### RECORD EXTRACTS
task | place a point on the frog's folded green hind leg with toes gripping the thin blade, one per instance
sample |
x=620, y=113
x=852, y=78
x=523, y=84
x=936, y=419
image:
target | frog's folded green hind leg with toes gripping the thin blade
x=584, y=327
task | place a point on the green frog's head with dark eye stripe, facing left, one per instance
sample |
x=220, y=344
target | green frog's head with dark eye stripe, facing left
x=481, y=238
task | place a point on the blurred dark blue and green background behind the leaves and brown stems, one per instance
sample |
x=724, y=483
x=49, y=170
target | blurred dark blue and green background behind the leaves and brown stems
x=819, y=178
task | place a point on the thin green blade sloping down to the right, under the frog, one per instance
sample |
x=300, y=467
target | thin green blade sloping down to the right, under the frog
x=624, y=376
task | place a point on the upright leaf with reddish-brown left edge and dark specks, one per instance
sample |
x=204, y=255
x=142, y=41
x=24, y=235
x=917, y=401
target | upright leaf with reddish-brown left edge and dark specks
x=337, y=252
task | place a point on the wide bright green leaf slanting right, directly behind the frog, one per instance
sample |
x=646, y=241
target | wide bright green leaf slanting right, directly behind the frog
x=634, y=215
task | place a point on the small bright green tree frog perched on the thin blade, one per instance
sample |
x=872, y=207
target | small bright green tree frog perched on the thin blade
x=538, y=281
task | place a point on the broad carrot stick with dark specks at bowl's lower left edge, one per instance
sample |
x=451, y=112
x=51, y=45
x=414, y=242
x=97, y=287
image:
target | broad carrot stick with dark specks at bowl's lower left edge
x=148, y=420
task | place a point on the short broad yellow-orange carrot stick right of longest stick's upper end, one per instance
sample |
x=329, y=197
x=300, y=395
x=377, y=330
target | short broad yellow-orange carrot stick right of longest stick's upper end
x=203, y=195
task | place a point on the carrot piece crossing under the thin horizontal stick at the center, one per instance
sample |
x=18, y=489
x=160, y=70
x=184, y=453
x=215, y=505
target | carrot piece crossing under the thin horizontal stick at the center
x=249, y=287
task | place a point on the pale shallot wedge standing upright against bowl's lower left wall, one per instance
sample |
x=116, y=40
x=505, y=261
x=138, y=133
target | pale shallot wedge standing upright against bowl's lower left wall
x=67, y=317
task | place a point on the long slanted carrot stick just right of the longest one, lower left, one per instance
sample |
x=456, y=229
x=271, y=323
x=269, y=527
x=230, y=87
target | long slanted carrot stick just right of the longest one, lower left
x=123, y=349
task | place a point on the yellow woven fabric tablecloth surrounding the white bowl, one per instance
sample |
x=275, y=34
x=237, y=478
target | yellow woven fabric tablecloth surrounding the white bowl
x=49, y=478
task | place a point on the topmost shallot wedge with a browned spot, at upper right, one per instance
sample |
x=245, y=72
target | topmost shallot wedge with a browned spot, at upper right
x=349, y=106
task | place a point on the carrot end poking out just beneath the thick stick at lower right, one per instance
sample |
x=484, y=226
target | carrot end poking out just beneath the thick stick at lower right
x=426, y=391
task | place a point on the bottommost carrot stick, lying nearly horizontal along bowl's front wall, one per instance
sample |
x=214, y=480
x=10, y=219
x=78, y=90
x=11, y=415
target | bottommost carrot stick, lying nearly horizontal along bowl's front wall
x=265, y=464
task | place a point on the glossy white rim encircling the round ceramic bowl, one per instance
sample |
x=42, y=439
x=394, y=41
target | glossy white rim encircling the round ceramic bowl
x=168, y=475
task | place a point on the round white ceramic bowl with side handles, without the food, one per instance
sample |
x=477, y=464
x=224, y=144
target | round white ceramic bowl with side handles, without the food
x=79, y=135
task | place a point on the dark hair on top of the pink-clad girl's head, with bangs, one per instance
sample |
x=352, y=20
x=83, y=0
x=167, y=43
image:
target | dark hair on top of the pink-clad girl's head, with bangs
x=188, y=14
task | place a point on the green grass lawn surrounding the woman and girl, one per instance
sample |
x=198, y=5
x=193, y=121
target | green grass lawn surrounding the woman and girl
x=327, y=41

### EXERCISE
Would you return the full set of entries, unchanged in every detail?

### RESPONSE AREA
task | place a point on the frog's folded green hind leg with toes gripping the thin blade, one per instance
sample |
x=620, y=113
x=852, y=78
x=523, y=84
x=936, y=419
image:
target | frog's folded green hind leg with toes gripping the thin blade
x=584, y=327
task | place a point on the green frog's head with dark eye stripe, facing left, one per instance
sample |
x=220, y=344
target | green frog's head with dark eye stripe, facing left
x=481, y=238
task | place a point on the blurred dark blue and green background behind the leaves and brown stems, one per instance
sample |
x=724, y=483
x=49, y=170
target | blurred dark blue and green background behind the leaves and brown stems
x=819, y=178
task | place a point on the thin green blade sloping down to the right, under the frog, one per instance
sample |
x=300, y=467
target | thin green blade sloping down to the right, under the frog
x=624, y=376
task | place a point on the upright leaf with reddish-brown left edge and dark specks, one per instance
sample |
x=204, y=255
x=142, y=41
x=24, y=235
x=917, y=401
target | upright leaf with reddish-brown left edge and dark specks
x=337, y=252
task | place a point on the wide bright green leaf slanting right, directly behind the frog, one per instance
sample |
x=646, y=241
target | wide bright green leaf slanting right, directly behind the frog
x=634, y=215
task | place a point on the small bright green tree frog perched on the thin blade, one per instance
sample |
x=872, y=207
target | small bright green tree frog perched on the thin blade
x=538, y=281
task | place a point on the broad carrot stick with dark specks at bowl's lower left edge, one per instance
sample |
x=451, y=112
x=51, y=45
x=414, y=242
x=97, y=287
image:
target | broad carrot stick with dark specks at bowl's lower left edge
x=148, y=420
task | place a point on the short broad yellow-orange carrot stick right of longest stick's upper end, one per instance
sample |
x=329, y=197
x=300, y=395
x=377, y=330
target | short broad yellow-orange carrot stick right of longest stick's upper end
x=203, y=195
task | place a point on the carrot piece crossing under the thin horizontal stick at the center, one per instance
sample |
x=18, y=489
x=160, y=70
x=184, y=453
x=215, y=505
target | carrot piece crossing under the thin horizontal stick at the center
x=249, y=287
task | place a point on the pale shallot wedge standing upright against bowl's lower left wall, one per instance
sample |
x=116, y=40
x=505, y=261
x=138, y=133
target | pale shallot wedge standing upright against bowl's lower left wall
x=67, y=317
task | place a point on the long slanted carrot stick just right of the longest one, lower left, one per instance
sample |
x=456, y=229
x=271, y=323
x=269, y=527
x=230, y=87
target | long slanted carrot stick just right of the longest one, lower left
x=123, y=349
task | place a point on the yellow woven fabric tablecloth surrounding the white bowl, one per instance
sample |
x=275, y=34
x=237, y=478
target | yellow woven fabric tablecloth surrounding the white bowl
x=49, y=478
task | place a point on the topmost shallot wedge with a browned spot, at upper right, one per instance
sample |
x=245, y=72
target | topmost shallot wedge with a browned spot, at upper right
x=349, y=106
task | place a point on the carrot end poking out just beneath the thick stick at lower right, one per instance
sample |
x=484, y=226
target | carrot end poking out just beneath the thick stick at lower right
x=426, y=391
task | place a point on the bottommost carrot stick, lying nearly horizontal along bowl's front wall, one per instance
sample |
x=214, y=480
x=10, y=219
x=78, y=90
x=11, y=415
target | bottommost carrot stick, lying nearly horizontal along bowl's front wall
x=265, y=464
task | place a point on the glossy white rim encircling the round ceramic bowl, one per instance
sample |
x=42, y=439
x=394, y=41
target | glossy white rim encircling the round ceramic bowl
x=168, y=475
task | place a point on the round white ceramic bowl with side handles, without the food, one per instance
sample |
x=477, y=464
x=224, y=144
target | round white ceramic bowl with side handles, without the food
x=79, y=135
task | place a point on the dark hair on top of the pink-clad girl's head, with bangs, one per instance
sample |
x=352, y=20
x=83, y=0
x=167, y=43
image:
target | dark hair on top of the pink-clad girl's head, with bangs
x=188, y=14
task | place a point on the green grass lawn surrounding the woman and girl, one per instance
sample |
x=198, y=5
x=193, y=121
target | green grass lawn surrounding the woman and girl
x=327, y=41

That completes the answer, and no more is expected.